*THE RECORDS*.
□ □ □ □
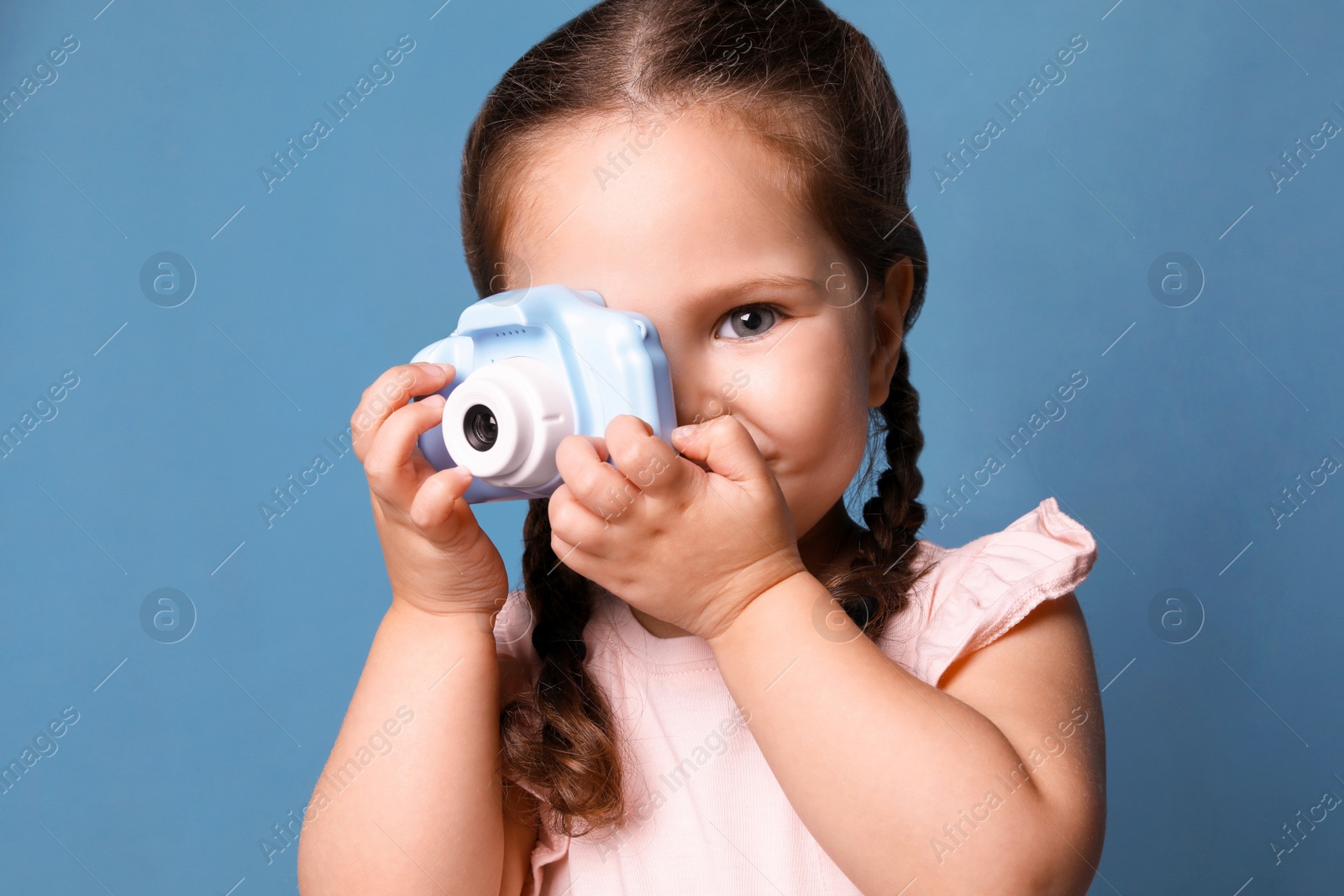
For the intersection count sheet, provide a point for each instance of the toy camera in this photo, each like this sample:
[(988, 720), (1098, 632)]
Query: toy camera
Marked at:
[(533, 365)]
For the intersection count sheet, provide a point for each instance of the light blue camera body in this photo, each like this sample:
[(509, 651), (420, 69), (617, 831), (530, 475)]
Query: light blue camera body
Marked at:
□ □ □ □
*WHAT YOU NEED TO DO*.
Reproduce exactly what appears from the line containing "Query: toy camera" down to the final line of the data.

*REPLY TO THE TASK*.
Query: toy camera
Marked at:
[(533, 365)]
For the intersection count sheet, provide a point for each instance of the light blue camera body in this photo, each like this sample:
[(509, 651), (420, 69), (617, 831), (530, 475)]
Query: light blue camera body
Marked at:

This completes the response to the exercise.